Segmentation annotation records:
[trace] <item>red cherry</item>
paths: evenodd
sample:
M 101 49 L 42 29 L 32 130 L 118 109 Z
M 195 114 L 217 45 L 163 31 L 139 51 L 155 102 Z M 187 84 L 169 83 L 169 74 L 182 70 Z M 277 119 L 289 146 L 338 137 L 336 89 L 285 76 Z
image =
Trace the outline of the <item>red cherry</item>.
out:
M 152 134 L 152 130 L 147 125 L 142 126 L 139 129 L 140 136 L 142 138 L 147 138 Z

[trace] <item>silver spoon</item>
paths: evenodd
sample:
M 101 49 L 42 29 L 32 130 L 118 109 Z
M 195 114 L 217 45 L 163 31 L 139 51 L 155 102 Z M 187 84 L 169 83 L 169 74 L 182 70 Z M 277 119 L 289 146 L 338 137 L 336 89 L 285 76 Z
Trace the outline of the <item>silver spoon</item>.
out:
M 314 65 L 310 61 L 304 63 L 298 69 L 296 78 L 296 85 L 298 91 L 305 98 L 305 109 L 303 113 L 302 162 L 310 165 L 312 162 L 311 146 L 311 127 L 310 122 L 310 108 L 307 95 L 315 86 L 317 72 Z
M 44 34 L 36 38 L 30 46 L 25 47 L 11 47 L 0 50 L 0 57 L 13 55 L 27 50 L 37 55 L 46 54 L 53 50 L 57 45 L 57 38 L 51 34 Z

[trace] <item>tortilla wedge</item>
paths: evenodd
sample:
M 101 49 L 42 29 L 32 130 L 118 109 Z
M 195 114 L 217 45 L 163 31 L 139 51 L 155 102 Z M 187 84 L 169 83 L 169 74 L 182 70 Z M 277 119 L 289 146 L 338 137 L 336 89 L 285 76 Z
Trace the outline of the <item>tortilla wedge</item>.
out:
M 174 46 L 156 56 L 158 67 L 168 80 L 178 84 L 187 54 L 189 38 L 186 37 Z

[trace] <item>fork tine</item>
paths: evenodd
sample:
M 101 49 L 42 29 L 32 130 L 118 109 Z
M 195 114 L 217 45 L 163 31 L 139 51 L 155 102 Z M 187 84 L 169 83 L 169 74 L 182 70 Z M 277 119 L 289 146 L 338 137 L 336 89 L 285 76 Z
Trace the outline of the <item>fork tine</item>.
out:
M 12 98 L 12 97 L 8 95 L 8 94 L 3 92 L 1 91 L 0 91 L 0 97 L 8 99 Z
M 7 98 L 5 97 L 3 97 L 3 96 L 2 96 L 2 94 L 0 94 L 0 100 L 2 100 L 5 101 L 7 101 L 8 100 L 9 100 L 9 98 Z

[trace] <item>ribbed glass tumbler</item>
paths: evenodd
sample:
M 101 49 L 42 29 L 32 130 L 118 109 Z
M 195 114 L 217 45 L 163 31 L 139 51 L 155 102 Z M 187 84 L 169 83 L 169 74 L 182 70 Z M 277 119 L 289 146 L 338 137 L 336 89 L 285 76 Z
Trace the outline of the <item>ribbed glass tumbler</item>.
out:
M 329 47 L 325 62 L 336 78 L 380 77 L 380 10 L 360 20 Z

» **GIVEN REQUEST**: Print the records above exactly as they appear.

» **RESULT**:
[trace] <item>red cherry</item>
paths: evenodd
sample:
M 101 49 L 42 29 L 32 130 L 118 109 Z
M 195 114 L 217 45 L 163 31 L 139 51 L 155 102 Z M 187 84 L 169 83 L 169 74 L 182 70 Z M 277 119 L 289 146 L 338 137 L 336 89 L 285 76 Z
image =
Trace the outline of the <item>red cherry</item>.
out:
M 152 134 L 152 130 L 147 125 L 142 126 L 139 129 L 140 136 L 142 138 L 147 138 Z

[trace] <item>silver spoon</item>
paths: evenodd
sample:
M 101 49 L 42 29 L 32 130 L 118 109 Z
M 195 114 L 217 45 L 163 31 L 139 51 L 155 102 Z M 187 84 L 169 83 L 169 74 L 182 70 Z M 277 119 L 289 146 L 338 137 L 336 89 L 285 76 Z
Trace the outline of the <item>silver spoon</item>.
out:
M 314 65 L 310 61 L 304 63 L 298 69 L 296 78 L 296 85 L 298 91 L 305 98 L 305 109 L 303 113 L 302 162 L 310 165 L 312 162 L 311 146 L 311 127 L 310 122 L 310 108 L 307 95 L 315 86 L 317 72 Z
M 44 34 L 36 38 L 30 46 L 25 47 L 11 47 L 0 50 L 0 57 L 13 55 L 27 50 L 37 55 L 46 54 L 53 50 L 57 45 L 57 38 L 51 34 Z

[trace] <item>tortilla wedge</item>
paths: evenodd
sample:
M 101 49 L 42 29 L 32 130 L 118 109 Z
M 195 114 L 217 45 L 163 31 L 139 51 L 155 102 Z M 187 84 L 169 83 L 169 74 L 182 70 Z M 277 119 L 289 146 L 338 137 L 336 89 L 285 76 Z
Trace the outline of the <item>tortilla wedge</item>.
out:
M 174 46 L 156 56 L 158 67 L 168 80 L 178 84 L 187 54 L 189 38 L 186 37 Z

[trace] <item>fork tine</item>
paths: evenodd
sample:
M 101 49 L 42 29 L 32 130 L 118 109 Z
M 195 114 L 217 45 L 163 31 L 139 51 L 155 102 Z M 187 84 L 169 83 L 169 74 L 182 70 Z M 277 119 L 289 146 L 338 137 L 336 89 L 285 76 Z
Trace the outline of the <item>fork tine</item>.
out:
M 12 98 L 12 97 L 8 95 L 8 94 L 3 92 L 1 91 L 0 91 L 0 97 L 8 99 Z
M 7 98 L 5 97 L 3 97 L 3 96 L 2 96 L 2 94 L 0 94 L 0 100 L 2 100 L 5 101 L 7 101 L 8 100 L 9 100 L 9 98 Z

[trace] <item>ribbed glass tumbler</item>
paths: evenodd
sample:
M 101 49 L 42 29 L 32 130 L 118 109 Z
M 195 114 L 217 45 L 163 31 L 139 51 L 155 102 Z M 187 84 L 169 83 L 169 74 L 182 70 Z M 277 119 L 289 146 L 338 137 L 336 89 L 285 76 Z
Trace the outline of the <item>ribbed glass tumbler</item>.
out:
M 329 47 L 325 62 L 336 78 L 380 77 L 380 10 L 360 20 Z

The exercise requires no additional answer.